After locating the line that contains "Where can you find the white cloud", quote it and all lines after it through the end of the entries, and nothing more. Pictures stay out.

### Provided data ###

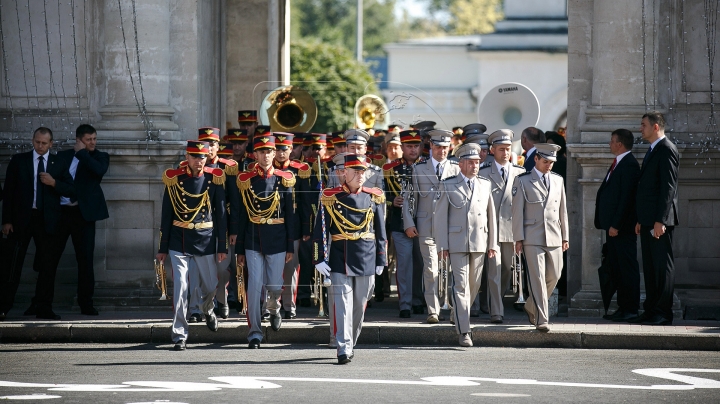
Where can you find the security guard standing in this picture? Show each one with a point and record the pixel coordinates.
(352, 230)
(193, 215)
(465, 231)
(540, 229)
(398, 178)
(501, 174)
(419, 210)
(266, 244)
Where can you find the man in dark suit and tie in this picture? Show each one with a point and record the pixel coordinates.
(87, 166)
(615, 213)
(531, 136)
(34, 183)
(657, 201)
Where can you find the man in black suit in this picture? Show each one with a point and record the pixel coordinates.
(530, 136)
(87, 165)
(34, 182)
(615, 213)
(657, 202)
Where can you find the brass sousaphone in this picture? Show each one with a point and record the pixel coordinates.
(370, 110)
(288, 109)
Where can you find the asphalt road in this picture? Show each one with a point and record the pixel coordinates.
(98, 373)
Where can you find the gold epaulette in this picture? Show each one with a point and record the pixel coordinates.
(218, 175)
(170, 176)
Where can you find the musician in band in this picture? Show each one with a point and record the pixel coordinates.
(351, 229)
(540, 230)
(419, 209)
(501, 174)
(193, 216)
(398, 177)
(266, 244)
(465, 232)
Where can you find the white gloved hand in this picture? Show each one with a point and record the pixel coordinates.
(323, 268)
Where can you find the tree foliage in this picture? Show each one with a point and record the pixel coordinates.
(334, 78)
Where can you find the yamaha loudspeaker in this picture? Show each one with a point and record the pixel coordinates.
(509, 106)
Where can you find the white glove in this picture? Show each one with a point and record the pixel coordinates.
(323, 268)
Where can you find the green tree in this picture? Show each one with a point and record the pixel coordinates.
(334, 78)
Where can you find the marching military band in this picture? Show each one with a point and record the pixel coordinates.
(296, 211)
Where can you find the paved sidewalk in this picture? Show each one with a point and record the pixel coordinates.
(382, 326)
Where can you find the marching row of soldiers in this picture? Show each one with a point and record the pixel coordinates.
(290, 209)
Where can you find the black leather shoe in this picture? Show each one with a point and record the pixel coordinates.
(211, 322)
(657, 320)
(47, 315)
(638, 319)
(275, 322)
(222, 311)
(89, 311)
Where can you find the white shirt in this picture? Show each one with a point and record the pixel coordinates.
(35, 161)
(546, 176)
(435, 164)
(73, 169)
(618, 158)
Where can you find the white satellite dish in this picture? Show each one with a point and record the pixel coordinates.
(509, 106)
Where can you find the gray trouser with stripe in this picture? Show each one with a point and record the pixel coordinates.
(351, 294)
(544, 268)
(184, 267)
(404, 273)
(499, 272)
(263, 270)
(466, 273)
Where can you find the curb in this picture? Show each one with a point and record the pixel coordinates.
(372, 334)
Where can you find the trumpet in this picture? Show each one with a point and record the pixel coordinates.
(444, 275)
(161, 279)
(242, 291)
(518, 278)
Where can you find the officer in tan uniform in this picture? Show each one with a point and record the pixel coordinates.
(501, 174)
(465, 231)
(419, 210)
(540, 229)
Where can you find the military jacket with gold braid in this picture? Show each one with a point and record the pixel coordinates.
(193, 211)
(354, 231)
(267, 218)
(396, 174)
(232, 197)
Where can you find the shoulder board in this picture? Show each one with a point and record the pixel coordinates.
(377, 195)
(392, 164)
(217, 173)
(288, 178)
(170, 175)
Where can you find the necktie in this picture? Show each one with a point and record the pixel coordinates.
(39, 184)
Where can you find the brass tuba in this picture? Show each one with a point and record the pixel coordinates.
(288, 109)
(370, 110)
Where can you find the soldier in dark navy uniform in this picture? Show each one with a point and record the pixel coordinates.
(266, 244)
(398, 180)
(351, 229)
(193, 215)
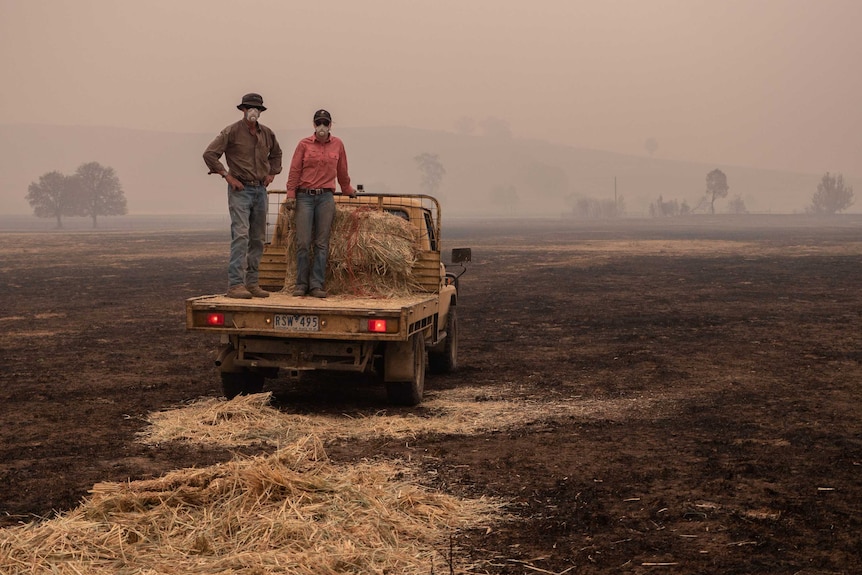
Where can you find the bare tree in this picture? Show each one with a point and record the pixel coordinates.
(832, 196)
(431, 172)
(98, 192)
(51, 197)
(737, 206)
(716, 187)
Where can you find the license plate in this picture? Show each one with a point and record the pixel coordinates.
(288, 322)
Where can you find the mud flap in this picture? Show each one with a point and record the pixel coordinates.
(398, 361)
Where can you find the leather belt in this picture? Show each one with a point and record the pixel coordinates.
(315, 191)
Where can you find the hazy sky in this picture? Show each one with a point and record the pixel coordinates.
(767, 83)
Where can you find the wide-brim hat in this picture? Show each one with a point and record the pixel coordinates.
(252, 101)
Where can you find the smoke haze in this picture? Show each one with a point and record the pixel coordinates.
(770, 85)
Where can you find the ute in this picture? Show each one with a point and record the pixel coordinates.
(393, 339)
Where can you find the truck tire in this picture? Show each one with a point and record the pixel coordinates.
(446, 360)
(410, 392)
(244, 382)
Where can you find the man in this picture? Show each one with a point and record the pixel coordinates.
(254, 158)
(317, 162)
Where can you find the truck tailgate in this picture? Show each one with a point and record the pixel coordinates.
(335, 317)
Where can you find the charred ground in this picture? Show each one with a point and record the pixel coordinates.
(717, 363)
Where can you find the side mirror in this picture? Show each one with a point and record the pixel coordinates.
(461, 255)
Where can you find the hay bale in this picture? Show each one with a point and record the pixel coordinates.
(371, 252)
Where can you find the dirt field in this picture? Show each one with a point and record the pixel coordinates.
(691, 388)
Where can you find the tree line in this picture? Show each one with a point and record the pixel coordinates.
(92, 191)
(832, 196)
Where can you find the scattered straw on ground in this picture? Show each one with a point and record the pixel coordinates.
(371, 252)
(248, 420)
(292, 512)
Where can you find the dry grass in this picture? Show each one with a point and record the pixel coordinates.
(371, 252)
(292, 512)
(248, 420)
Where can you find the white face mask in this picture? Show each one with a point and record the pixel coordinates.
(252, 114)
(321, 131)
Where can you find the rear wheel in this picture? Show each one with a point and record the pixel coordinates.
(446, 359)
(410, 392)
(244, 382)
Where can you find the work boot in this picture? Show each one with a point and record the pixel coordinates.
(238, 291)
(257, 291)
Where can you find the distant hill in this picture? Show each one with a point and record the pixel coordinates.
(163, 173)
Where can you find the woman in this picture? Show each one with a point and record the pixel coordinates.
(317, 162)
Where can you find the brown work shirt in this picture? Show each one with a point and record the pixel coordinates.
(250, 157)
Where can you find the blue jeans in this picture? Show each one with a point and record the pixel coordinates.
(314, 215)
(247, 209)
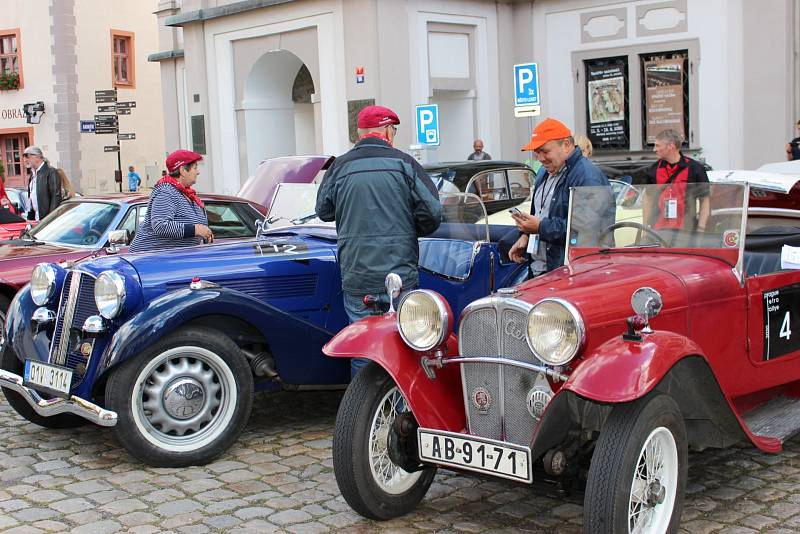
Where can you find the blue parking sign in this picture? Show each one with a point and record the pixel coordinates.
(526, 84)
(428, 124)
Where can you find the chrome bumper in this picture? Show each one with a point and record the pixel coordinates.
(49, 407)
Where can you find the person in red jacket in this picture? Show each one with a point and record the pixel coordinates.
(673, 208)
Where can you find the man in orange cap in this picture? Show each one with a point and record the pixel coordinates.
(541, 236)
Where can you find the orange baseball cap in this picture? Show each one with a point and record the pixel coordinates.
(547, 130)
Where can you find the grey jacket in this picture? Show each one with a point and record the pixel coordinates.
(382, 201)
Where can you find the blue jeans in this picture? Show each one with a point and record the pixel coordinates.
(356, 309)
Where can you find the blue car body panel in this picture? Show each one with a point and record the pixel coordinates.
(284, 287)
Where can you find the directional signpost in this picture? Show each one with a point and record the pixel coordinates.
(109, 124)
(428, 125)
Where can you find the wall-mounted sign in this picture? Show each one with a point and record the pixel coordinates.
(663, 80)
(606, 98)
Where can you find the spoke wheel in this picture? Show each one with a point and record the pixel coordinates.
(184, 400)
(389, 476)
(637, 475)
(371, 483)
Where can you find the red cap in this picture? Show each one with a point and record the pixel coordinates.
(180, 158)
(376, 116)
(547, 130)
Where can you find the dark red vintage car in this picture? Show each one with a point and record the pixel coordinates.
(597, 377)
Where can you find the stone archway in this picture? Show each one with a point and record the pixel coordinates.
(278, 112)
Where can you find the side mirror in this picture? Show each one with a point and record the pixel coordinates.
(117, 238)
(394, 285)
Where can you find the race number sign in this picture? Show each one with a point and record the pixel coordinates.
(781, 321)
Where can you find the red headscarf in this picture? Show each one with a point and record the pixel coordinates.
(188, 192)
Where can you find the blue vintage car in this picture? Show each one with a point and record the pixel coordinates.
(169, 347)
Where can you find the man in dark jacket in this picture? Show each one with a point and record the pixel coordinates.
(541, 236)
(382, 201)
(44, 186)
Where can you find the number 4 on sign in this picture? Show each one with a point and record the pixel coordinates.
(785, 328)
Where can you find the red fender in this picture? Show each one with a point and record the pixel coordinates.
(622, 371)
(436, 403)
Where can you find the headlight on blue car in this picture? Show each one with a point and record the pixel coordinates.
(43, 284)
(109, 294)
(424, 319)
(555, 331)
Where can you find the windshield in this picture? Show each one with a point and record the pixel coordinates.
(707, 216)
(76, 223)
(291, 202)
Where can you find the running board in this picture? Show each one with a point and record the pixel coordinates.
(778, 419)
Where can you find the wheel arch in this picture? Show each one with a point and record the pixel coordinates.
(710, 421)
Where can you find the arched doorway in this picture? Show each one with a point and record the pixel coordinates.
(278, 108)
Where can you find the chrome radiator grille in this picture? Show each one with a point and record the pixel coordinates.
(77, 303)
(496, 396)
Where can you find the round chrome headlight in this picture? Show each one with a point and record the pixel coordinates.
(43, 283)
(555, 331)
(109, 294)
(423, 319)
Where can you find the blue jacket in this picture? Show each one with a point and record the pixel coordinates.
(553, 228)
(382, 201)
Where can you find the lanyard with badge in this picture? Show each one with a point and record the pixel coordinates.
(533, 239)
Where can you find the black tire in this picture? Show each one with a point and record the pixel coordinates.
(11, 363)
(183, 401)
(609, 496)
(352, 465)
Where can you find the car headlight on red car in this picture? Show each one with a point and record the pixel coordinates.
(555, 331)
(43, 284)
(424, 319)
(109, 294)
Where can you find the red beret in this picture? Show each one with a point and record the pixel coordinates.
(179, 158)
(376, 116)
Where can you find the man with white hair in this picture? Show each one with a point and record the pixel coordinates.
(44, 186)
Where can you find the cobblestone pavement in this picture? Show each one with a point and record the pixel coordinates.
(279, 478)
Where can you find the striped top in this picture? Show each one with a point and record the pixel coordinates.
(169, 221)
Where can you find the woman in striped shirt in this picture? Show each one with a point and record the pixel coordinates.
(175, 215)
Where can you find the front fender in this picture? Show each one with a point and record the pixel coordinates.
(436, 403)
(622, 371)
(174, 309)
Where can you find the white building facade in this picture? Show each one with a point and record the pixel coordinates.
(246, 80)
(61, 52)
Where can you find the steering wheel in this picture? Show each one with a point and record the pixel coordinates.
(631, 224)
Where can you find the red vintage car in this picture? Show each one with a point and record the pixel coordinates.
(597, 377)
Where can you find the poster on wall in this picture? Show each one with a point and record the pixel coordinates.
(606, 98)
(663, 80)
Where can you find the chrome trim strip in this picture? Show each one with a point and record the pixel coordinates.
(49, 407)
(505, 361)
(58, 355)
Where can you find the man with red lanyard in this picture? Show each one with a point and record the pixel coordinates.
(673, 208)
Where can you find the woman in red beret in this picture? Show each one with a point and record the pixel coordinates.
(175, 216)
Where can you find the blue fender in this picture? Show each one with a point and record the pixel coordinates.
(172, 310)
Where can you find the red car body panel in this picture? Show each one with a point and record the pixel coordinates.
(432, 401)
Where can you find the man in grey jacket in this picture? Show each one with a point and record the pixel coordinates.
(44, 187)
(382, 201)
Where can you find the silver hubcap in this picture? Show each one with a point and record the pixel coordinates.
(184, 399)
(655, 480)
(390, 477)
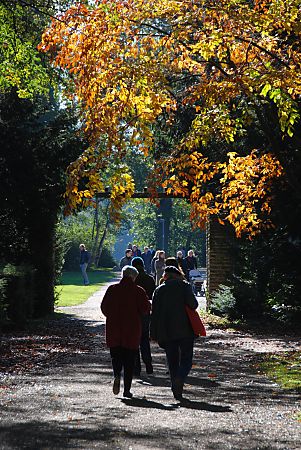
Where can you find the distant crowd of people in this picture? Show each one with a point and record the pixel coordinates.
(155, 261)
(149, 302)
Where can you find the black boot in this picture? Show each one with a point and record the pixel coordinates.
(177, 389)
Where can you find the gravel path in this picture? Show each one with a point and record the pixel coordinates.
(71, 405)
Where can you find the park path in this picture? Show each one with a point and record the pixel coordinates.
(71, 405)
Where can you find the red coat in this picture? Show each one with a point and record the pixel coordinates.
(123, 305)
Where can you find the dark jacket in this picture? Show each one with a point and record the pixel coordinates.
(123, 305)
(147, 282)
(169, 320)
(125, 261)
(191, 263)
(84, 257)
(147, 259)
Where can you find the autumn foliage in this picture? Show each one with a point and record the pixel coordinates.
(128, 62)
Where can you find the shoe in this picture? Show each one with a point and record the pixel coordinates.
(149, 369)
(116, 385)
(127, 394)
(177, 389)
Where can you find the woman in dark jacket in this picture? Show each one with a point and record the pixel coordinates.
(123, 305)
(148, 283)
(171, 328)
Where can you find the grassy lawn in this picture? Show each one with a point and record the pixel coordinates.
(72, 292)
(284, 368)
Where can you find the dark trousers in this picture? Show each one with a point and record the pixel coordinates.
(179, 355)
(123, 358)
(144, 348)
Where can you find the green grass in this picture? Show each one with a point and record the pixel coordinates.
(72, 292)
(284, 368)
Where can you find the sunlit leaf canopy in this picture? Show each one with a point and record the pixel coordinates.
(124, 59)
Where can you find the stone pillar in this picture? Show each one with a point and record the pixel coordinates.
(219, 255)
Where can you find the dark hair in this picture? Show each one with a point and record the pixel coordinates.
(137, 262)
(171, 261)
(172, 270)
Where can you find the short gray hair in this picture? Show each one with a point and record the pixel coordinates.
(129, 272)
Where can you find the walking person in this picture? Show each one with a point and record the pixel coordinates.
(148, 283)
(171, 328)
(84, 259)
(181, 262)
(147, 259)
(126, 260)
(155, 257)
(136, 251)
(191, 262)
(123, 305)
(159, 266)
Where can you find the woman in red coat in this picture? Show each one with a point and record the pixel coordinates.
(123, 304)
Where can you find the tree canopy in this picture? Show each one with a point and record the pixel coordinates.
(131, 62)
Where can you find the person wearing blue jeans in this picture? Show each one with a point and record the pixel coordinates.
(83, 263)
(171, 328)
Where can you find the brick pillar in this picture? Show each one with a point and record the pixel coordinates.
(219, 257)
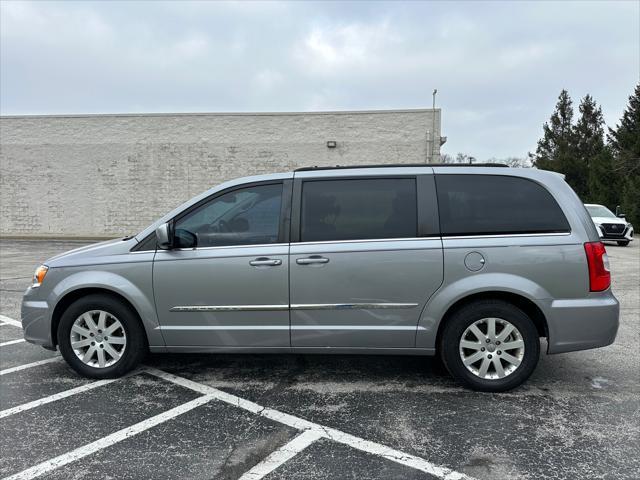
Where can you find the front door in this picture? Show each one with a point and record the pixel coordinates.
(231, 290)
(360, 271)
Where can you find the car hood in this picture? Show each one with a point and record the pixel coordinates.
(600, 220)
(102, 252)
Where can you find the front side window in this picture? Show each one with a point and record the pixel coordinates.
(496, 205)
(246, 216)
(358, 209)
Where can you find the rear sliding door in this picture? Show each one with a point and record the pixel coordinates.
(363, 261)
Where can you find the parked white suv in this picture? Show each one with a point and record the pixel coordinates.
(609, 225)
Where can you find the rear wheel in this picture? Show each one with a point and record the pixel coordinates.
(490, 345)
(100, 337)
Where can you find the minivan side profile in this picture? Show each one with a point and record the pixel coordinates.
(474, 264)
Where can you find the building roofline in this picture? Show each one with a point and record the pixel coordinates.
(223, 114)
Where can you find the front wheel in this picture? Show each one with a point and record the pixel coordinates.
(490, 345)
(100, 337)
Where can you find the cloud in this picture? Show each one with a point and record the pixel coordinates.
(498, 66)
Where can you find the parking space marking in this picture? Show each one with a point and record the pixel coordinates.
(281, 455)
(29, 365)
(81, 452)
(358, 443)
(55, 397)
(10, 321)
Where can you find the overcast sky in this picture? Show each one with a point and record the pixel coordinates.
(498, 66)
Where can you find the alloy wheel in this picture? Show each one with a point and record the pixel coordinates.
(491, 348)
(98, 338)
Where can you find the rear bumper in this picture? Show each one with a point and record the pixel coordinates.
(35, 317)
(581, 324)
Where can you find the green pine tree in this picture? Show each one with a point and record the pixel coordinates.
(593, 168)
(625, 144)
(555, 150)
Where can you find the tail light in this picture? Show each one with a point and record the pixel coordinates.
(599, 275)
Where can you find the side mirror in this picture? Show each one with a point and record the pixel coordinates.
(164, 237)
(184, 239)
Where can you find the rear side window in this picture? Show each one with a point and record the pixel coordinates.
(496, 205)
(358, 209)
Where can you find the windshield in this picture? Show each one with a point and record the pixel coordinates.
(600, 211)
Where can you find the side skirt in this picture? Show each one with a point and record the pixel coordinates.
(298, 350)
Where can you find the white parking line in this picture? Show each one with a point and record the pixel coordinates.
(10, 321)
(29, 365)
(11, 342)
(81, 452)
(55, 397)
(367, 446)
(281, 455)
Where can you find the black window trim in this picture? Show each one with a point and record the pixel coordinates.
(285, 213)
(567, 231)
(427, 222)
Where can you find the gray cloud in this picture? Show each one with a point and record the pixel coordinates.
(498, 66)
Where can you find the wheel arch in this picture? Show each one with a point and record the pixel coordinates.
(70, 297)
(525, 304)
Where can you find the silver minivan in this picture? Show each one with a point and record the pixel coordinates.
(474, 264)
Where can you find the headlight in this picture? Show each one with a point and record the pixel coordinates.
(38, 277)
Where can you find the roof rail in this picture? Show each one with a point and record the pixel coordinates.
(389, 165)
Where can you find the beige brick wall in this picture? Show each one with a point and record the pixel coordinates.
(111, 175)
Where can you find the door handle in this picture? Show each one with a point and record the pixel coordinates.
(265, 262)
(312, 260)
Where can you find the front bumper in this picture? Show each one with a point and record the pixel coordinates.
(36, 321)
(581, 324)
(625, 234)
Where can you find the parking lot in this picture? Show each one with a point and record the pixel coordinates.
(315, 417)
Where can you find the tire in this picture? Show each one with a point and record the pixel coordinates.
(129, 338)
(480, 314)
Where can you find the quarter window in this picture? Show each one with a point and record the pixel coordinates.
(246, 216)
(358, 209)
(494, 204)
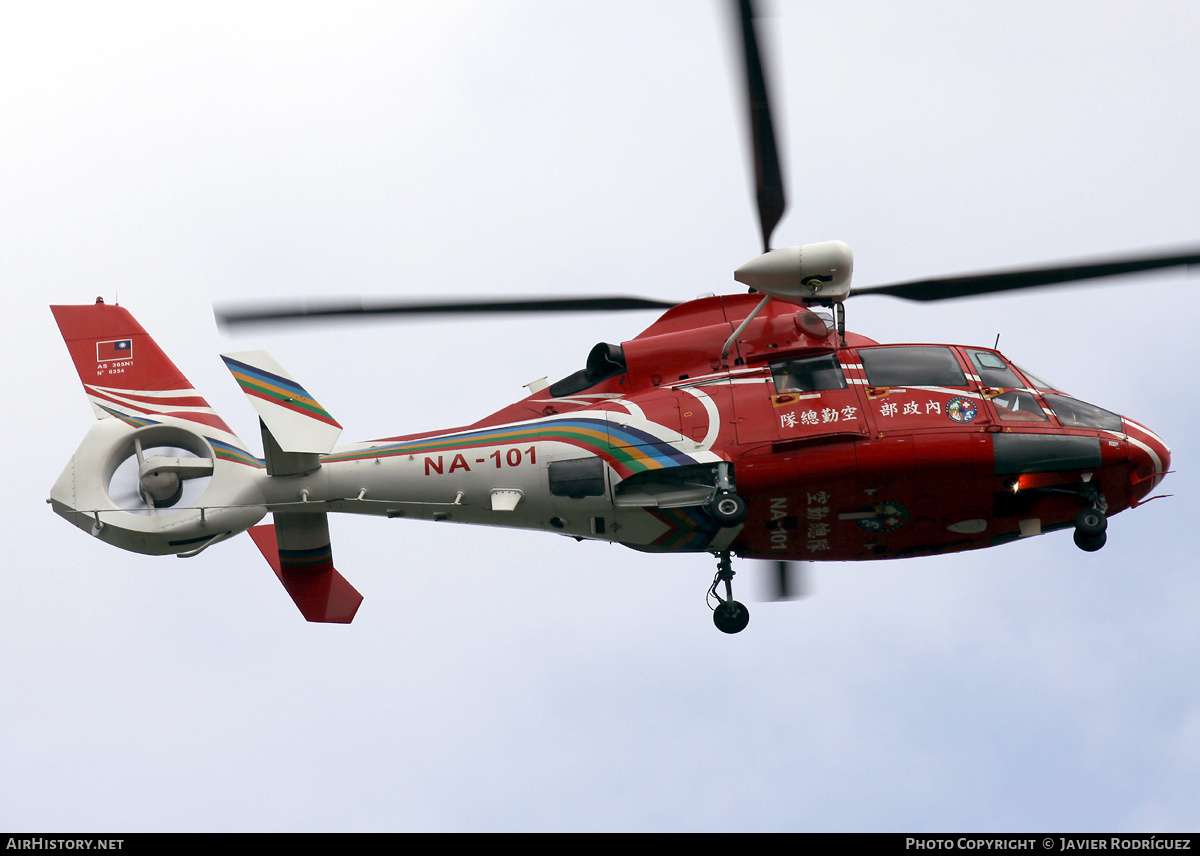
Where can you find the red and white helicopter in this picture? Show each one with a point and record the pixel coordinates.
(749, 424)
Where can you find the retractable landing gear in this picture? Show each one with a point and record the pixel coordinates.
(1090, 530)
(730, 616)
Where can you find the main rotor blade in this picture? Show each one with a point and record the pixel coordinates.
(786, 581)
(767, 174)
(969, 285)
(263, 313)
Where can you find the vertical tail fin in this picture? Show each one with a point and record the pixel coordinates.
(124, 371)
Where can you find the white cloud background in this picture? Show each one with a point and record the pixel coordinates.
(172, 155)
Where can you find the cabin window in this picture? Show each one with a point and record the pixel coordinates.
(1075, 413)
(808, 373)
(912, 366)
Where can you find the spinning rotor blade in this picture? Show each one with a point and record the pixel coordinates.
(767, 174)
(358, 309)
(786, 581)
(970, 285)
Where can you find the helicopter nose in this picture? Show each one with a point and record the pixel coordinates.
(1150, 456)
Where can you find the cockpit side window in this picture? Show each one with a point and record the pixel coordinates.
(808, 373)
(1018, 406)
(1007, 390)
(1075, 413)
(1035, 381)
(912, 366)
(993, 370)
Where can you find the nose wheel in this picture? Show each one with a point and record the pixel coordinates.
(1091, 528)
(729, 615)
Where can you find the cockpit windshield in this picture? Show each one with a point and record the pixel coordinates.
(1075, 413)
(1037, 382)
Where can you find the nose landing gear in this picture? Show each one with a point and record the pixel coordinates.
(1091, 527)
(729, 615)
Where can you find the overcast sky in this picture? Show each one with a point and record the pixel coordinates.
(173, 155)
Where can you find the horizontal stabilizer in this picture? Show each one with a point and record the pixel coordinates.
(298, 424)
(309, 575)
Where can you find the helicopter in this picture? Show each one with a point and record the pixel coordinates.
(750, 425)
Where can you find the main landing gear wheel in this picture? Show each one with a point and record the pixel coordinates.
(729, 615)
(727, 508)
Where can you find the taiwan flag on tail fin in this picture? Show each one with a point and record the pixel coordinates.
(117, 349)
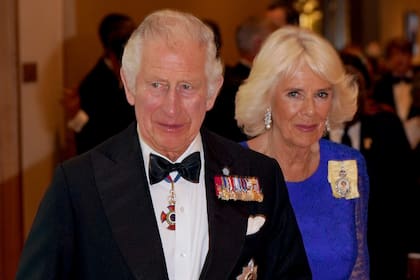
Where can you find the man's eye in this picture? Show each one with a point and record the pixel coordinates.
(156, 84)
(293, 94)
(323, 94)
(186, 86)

###

▸ **Written response**:
Where can you find the white cloud background in this picture? Show each one with a point and record the pixel coordinates.
(172, 155)
Where can you find the cabin window in this picture? Show each one with a point and record the pixel coordinates.
(1075, 413)
(808, 373)
(912, 366)
Where can you find the spinning rotor blade in this picture? Show each one with a point and record the pixel coordinates.
(767, 174)
(358, 309)
(786, 581)
(970, 285)
Where can you find the helicopter nose in this picture? Show each one with a point and record the pixel coordinates.
(1150, 456)
Where can you find the cockpit side window in this picture? Show each one with a point and record the pixel coordinates.
(808, 373)
(1018, 406)
(1007, 390)
(1075, 413)
(1035, 381)
(912, 366)
(993, 370)
Where can you find the nose wheel in this picture? Show each one with a point and record the pixel coordinates.
(1091, 528)
(729, 615)
Where can you find the cockpit windshield in this picture? Show each one with a point and record the pixel coordinates.
(1075, 413)
(1037, 382)
Where can you find the nose landing gear in this picture? Show each one with a point and record the pixel coordinates.
(1091, 527)
(729, 615)
Where can you find the overcast sky in this picture? Show each one with a point and record the pixel coordinates.
(173, 155)
Where can you find the horizontal stabilizer in this picture? Show each one with a point and record the pixel coordinates.
(298, 424)
(309, 575)
Where can you find the helicopter in this picture? Show each one with a point and record the pixel coordinates.
(750, 425)
Where can you find the main landing gear wheel in this picture? Show each one with a point and record the pixel coordinates.
(729, 615)
(727, 508)
Where can you find the taiwan flag on tail fin in this picture? Show each one with a point and record the pixel coordinates.
(117, 349)
Where can you find the man's eye in this picture? Show each one with a point and record the pixel coordinates.
(156, 84)
(293, 94)
(323, 94)
(186, 86)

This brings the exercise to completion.